> _DIRECTIVE 1_:
Answer these questions from the forum thread below on retiring in Thailand:
(a) What yearly pension does Ruben Scouse say he will have?
(b) Which place does the thread that Ruben Scouse found deal with?
(c) How much does Newforestcat now spend per month?

> _SOURCE PASSAGE_:
=== Section Start ===
# How much is enough....?



## Ruben Scouse (Oct 25, 2013)

I am retireing early at 50 taking my final salary pension. I am looking at options regarding detinations to retire to and would just like to know... 

How much can you 'comfortably' live on?

I won't be a millionaire but I will have an yearly pension of £22,000 and a lump sum of £150,000. I plan to buy a small property in the UK for extra income and travel around Thailand for 6 months until I find the right place for me to settle down.

I don't expect to live a lavish life but by the same token I don't want to struggle to exist.

I just want to be comfortable and rent a 2 bed condo somewhere nice with a beach near by.


----------



## stednick (Oct 16, 2011)

Ruben Scouse said:


> I am retireing early at 50 taking my final salary pension. I am looking at options regarding detinations to retire to and would just like to know...
> 
> How much can you 'comfortably' live on?
> 
> ...


Ruben Scouse: 

How much is enough? How long is a piece of string? Covered in many, many threads in this forum. Read to your hearts content. 

You have adequate funds to retire in Thailand. Your pension is adequate to satisfy the Thailand retirement visa as is your age.

"Comfortably live on", depends entirely upon your lifestyle, demands and the standard of living you will demand/require/maintain.

See Cost of Living and start your investigation.

Good luck.


----------



## Ruben Scouse (Oct 25, 2013)

stednick said:


> Ruben Scouse:
> 
> How long is a piece of string? Covered in many, many threads in this forum.....
> 
> Good luck.


Many thanks, I have just found a good thread re Chiang Mai that has all the info I am looking for.

Thanks !!


----------



## frankb (Oct 18, 2013)

It is quite simple

check a month on how much you spend normally, and do that number x 12
add special expenses per year(car, travel, health insurance,..)

that sum will give you expenses per year

multiply this number by the years you want to live and you will know how much money you need.

good luck


----------



## Newforestcat (Mar 14, 2012)

You will live very comfortably on £1000 (maybe £1500 incl rent) a month. I am now spending £500 per month as I don't rent and I live in a remote area where nothing inspires me to spend; my husband is very delighted. LOL But if you go mad, you could burn £1000 in a week in a touristy place quite easily. 

Your bank balance will dictate your life style, eventually! 

I think beach condo can be quite expensive to rent in the long run. Once you are absolutely sure about Thailand and its little corner where you live, maybe look into buying.


----------
=== Section End ===
> _DIRECTIVE 2_:
Update the entries from their first line through the line with "box: [11, 202, 19, 240]" by replacing "rough mask" with "coarse mask". Leave everything else unchanged, and give only those lines.

> _MATERIAL TO PROCESS_:
=== Section Start ===
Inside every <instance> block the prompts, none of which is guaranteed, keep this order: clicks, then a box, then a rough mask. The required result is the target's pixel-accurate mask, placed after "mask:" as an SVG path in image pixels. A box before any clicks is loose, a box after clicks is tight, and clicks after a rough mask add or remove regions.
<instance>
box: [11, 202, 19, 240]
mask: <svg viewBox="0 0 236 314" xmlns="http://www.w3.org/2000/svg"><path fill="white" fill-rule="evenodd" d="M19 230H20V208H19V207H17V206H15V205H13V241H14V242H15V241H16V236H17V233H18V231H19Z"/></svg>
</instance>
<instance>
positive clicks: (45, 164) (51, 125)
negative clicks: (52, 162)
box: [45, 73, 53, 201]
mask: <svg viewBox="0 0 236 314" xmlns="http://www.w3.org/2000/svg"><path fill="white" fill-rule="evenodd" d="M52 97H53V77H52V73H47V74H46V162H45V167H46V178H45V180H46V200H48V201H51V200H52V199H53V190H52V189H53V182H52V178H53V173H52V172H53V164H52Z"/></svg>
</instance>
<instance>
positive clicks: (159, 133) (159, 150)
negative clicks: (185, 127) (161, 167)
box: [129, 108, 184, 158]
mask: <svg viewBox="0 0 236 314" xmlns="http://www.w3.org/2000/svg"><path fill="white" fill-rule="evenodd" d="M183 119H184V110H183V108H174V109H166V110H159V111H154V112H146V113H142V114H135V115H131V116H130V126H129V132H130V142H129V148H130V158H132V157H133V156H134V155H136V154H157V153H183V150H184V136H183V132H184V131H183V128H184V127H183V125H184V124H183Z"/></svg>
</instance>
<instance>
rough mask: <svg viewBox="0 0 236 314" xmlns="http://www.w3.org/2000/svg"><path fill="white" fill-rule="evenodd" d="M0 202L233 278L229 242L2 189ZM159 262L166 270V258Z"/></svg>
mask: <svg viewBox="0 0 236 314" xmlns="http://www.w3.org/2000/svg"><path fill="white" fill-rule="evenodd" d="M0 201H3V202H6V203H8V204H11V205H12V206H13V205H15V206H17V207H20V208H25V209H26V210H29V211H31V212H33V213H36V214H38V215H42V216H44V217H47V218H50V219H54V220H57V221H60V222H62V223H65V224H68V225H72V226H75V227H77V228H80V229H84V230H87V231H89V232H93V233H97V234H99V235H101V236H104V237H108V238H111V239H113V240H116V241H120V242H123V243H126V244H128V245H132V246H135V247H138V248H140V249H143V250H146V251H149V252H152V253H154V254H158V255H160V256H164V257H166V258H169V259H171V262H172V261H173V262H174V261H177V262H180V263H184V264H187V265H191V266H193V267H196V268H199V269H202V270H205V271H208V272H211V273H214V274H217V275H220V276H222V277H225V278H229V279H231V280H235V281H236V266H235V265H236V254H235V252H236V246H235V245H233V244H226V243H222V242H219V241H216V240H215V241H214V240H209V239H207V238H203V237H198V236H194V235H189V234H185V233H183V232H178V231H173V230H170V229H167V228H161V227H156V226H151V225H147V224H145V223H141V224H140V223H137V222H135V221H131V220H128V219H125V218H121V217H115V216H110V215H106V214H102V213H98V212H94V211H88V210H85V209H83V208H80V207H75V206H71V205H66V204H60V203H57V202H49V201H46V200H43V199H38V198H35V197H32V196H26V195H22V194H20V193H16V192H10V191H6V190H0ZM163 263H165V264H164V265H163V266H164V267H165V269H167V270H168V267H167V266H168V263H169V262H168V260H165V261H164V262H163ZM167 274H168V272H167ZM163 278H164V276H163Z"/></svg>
=== Section End ===
> _EXERCISE RESPONSE 1_:
(a) £22,000
(b) Chiang Mai
(c) £500

> _EXERCISE RESPONSE 2_:
Inside every <instance> block the prompts, none of which is guaranteed, keep this order: clicks, then a box, then a coarse mask. The required result is the target's pixel-accurate mask, placed after "mask:" as an SVG path in image pixels. A box before any clicks is loose, a box after clicks is tight, and clicks after a coarse mask add or remove regions.
<instance>
box: [11, 202, 19, 240]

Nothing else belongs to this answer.